Exercise text –
== Segment start ==
Co-creation in Daycare: Developing MedGUIDE together with the primary end-users.

[By Bas Steunenberg from HogeSchool Utrect – March 2019 ]

In the beginning of March we had a so called ‘’co-creation session’’ with the primary end-users  that are involved in the MedGUIDE project. These were persons with mild to moderate cognitive problems, still living at independently at home and still self-managing their own medication intake. We visited a daycare center in Amersfoort, a medium-sized city in the middle of the Netherlands. This daycare center was opened 5 days a week and provided visitors daily activities, such as reading together, playing games, theme discussions on different topics, drinking coffee. They also receive a hot meal in the afternoon. Older people who joined this daycare are there, because of mild to severe mental and cognitive problems. Some of them are on a waiting-list to be admitted to nursing home care. This because, living at home is no longer acceptable for them or for their next of kin. Therefore, to relieve the burden for the next of kin or informal carers they are allowed to visit this daycare center.

That Friday morning the large number of people present outnumbered our expectations. After a short introduction about MedGUIDE, the purpose of our visit was explained. In addition, we asked who would like to join our session on MedGUIDE. The aim of the session was, that via co-creation, older adults could experience the MedGUIDE concept by testing it by themselves. They were asked to reflect on technical issues, so their findings can be used to fine-tuned the prototype. We asked the end-users some questions about the perceived added value, usability and usefulness. We also asked them about their opinions on specific functionalities. The participants could freely explore the system, while thinking aloud. Furthermore, participants were we asked to perform some specific tasks.

Prior to the testing-phase, we first had an interesting discussion on privacy issues and willingness of the older adults about sharing the data regarding their activities. This  discussion started, because some attendants of the daycare asked us what we do with the gathered data. They were wandering how secure the MedGUIDE data-system is. We assured the older adults that everything in our system is safe and secure, according to European standards and legislations.

Other issues related to the number of sensors used by MedGUIDE. “’why’’ all these sensors”. It wasn’t  clear why there should be sensors in the toilet and in the bedroom?  An older lady stated firmly: ‘’I do not take my pills while sitting on the toilet’’. We explained the purpose of this sensors and the necessity that these sensors can also detect and send alerts when something’s deviates from the normal daily pattern. There were some questions about the bed sensor and what it measures. Some elderly had worries about the privacy in the bedroom. We explained that these sensors only measured ‘’time-in-bed’’ and not ‘’activities in bed’’. From the discussion with the elders in this meeting, we experienced that it is highly relevant to give good explanations about the activities measured, how and why this is measured.

Furthermore, the participants wanted to know  whether all sensors in MedGUIDE were needed or that it is possible to leave out, for example the toilet-sensor from the sensor-network. Being a researcher with a medical background, could not answer this technical question. Therefore, we have taken it as a requirement from this session to our meeting with the IT-developers in the MedGUIDE project. Finally, we had the question ‘’who is in charge of the MedGUIDE-system?’’ Or in other words, is it possible to start with the MedGUIDE system without the permission or consent of the older adult? In this case, children or formal care will purchase and install the MedGUIDE system without acknowledgement of the older adult. We stated that  in principle  this is possible, but that this is not the purpose from MedGUIDE. It will also depend on the cognitive deterioration and how aware the older adults still are of their situation. Additionally, there were some concerns that data could be given to people who do not have a legal right to read it. We stated that the older adults should be able to recognize who has access to their MedGUIDE system.

We concluded that based on their concerns, we shall put a privacy-disclaimer, in the MedGUIDE protocol and on the website. This to provide some statements or guidelines about the MedGUIDE system security. Also to open the debate about the privacy of the older adult. Next to this, the privacy and security issues will be addressed in the installation phase or protocol of MedGUIDE as well in the training for all the end-users. Successful application of monitoring technologies depends on receptivity of potential users and taking notice of their wishes, needs and of course their privacy!
== Segment end ==
Extracted records –
== Segment start ==
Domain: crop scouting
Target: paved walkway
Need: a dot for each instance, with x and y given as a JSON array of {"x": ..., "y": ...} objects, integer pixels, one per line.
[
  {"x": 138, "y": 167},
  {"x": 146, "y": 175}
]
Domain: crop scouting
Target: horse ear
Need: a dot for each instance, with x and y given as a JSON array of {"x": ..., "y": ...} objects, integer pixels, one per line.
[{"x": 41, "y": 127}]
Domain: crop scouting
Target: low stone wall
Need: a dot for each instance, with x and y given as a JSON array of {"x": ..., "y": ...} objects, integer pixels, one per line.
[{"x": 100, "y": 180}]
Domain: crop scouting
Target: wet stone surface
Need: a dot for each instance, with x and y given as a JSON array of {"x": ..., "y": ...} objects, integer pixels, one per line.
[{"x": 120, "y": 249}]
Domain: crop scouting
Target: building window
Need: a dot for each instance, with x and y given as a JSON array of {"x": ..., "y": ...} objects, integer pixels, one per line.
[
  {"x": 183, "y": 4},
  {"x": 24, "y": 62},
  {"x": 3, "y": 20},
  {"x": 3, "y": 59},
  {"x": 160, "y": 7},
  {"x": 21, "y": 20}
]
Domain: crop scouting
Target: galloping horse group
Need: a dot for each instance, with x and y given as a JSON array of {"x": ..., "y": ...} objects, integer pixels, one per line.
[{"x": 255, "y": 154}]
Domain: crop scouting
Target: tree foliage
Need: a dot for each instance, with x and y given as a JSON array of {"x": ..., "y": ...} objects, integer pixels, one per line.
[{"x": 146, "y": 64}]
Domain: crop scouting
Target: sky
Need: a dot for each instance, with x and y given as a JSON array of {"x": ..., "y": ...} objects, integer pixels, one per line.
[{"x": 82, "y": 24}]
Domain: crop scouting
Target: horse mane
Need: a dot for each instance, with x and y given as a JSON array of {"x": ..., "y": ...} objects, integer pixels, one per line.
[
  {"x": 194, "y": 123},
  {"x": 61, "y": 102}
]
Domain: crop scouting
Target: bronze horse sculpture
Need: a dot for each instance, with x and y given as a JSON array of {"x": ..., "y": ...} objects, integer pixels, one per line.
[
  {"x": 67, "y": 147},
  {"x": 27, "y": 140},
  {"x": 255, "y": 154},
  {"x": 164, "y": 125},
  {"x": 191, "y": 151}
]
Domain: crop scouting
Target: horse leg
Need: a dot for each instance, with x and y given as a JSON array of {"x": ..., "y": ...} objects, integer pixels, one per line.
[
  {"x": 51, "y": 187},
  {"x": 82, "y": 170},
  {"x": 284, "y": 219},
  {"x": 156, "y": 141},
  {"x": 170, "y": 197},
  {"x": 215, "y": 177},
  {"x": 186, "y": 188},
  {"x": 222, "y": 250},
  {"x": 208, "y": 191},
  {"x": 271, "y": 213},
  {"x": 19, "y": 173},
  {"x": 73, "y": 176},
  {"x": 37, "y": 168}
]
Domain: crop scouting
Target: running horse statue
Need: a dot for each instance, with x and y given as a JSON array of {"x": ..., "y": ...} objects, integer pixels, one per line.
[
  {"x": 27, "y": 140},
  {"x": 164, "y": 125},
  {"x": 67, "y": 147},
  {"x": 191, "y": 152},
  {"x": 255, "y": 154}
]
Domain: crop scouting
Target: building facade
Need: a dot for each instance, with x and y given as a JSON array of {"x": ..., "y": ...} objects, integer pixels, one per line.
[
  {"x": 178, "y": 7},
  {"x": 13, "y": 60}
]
== Segment end ==
Activity A –
In the MedGUIDE co-creation text, what city was the daycare center in?
Activity B –
Reproduce part of the MedGUIDE co-creation text, beginning at the words "That Friday morning" and stopping after "some specific tasks.".

Exercise solution A –
Amersfoort

Exercise solution B –
That Friday morning the large number of people present outnumbered our expectations. After a short introduction about MedGUIDE, the purpose of our visit was explained. In addition, we asked who would like to join our session on MedGUIDE. The aim of the session was, that via co-creation, older adults could experience the MedGUIDE concept by testing it by themselves. They were asked to reflect on technical issues, so their findings can be used to fine-tuned the prototype. We asked the end-users some questions about the perceived added value, usability and usefulness. We also asked them about their opinions on specific functionalities. The participants could freely explore the system, while thinking aloud. Furthermore, participants were we asked to perform some specific tasks.